American politician (born 1970)

Joseph E. Dorman (born September 18, 1970) is an American politician who served in the Oklahoma House of Representatives, representing the 65th electoral district between 2002 and 2014. He is a member of the Democratic Party.

An Oklahoma State University alumni, Dorman served in numerous roles in the Oklahoma Intercollegiate Legislature and worked in the Oklahoma House of Representatives, before being elected to represent the 65th electoral district in 2002.

Dorman was the Democratic nominee for Governor of Oklahoma in the 2014 gubernatorial election, eventually losing to incumbent Mary Fallin. Major issues of his campaign include education and universal access to storm shelters in public schools.

==Early life and career==
Dorman was born on September 18, 1970, to Bill and Jan Dorman of Rush Springs, Oklahoma. He graduated from Rush Springs High School and Oklahoma State University.

During his time at Oklahoma State University, Dorman was a member of Pi Kappa Phi fraternity and a member and chairman of the Oklahoma State University Student Government Association Student Senate. He also served in other leadership roles, including in various roles in the Oklahoma Intercollegiate Legislature.

- Work task A:
Rewrite the passage on Joseph E. Dorman, starting at the words "Joseph E. Dorman" and ending after "in public schools.", with "65th electoral district" changed to "65th House district" everywhere in that span.
- Work task B:
Which different years are mentioned in the text on Joseph E. Dorman? List each one once.
- Work task C:
Write the next part of the biography of Joseph E. Dorman, picking up after its final sentence.

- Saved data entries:
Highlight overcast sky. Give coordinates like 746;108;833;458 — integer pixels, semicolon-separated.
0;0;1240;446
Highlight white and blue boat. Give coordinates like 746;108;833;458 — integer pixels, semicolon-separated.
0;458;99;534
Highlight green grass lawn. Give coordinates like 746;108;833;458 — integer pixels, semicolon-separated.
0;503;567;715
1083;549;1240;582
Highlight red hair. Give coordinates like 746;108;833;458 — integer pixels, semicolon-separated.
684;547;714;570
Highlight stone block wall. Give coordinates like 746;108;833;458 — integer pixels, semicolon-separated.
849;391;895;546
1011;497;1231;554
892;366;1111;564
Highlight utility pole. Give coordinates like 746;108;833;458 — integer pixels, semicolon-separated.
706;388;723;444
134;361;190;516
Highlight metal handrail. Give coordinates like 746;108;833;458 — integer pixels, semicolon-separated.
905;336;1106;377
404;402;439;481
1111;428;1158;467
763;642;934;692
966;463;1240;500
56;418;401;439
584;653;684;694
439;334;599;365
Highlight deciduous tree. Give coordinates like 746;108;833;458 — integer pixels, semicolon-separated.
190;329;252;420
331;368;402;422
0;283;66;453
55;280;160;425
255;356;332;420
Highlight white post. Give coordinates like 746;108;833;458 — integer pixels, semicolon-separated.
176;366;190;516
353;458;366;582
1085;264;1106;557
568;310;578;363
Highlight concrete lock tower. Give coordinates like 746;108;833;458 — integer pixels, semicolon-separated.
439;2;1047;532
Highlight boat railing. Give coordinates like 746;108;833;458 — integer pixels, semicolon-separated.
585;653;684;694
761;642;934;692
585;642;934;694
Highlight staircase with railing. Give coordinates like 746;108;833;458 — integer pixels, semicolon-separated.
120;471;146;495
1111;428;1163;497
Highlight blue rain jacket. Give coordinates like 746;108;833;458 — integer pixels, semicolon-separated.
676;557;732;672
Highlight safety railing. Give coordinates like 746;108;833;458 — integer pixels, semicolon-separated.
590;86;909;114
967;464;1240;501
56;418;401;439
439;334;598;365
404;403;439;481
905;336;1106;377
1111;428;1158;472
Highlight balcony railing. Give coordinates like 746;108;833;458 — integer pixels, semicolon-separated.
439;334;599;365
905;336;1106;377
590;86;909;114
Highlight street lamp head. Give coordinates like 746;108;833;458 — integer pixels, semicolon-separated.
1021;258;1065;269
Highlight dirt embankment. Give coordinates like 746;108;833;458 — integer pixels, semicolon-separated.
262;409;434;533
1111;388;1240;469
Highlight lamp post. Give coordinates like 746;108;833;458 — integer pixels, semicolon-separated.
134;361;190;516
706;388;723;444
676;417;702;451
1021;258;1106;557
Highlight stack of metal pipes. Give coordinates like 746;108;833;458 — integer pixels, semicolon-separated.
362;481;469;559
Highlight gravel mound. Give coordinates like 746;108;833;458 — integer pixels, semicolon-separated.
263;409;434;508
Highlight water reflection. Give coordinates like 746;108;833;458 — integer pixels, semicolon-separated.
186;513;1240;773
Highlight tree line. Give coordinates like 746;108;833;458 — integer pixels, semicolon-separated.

- Written answer A:
Joseph E. Dorman (born September 18, 1970) is an American politician who served in the Oklahoma House of Representatives, representing the 65th House district between 2002 and 2014. He is a member of the Democratic Party.

An Oklahoma State University alumni, Dorman served in numerous roles in the Oklahoma Intercollegiate Legislature and worked in the Oklahoma House of Representatives, before being elected to represent the 65th House district in 2002.

Dorman was the Democratic nominee for Governor of Oklahoma in the 2014 gubernatorial election, eventually losing to incumbent Mary Fallin. Major issues of his campaign include education and universal access to storm shelters in public schools.

- Written answer B:
1970, 2002, 2014

- Written answer C:
Dorman is the only person in the history of the organization to be elected to every senior leadership position in the Oklahoma Intercollegiate Legislature, including governor, lieutenant governor, speaker of the house, and president pro tempore of the senate.

Prior to serving in the Oklahoma House of Representatives, he worked as a mail clerk and runner in the chamber in 1994. After serving in other staff positions, he served as an assistant to the executive director of the House Stand and helped create an educational component for the high school pages that rotate each week through the Capitol. The Pageville program remains a popular aspect of the page program for Oklahoma high school students.

Dorman worked in Washington, D.C. as the research director for the Democratic Legislative Campaign Committee for one campaign cycle, before returning to serve as Special Projects Coordinator for the Oklahoma House of Representatives. During that time, he served as the lead staff member for the Legislator Back to School Week Program, International Student Awareness Day, and the Pageville Mock Legislature. He also prepared a daily bill summary for House lawmakers.

He is the CEO of Oklahoma Institute for Child Advocacy (OICA).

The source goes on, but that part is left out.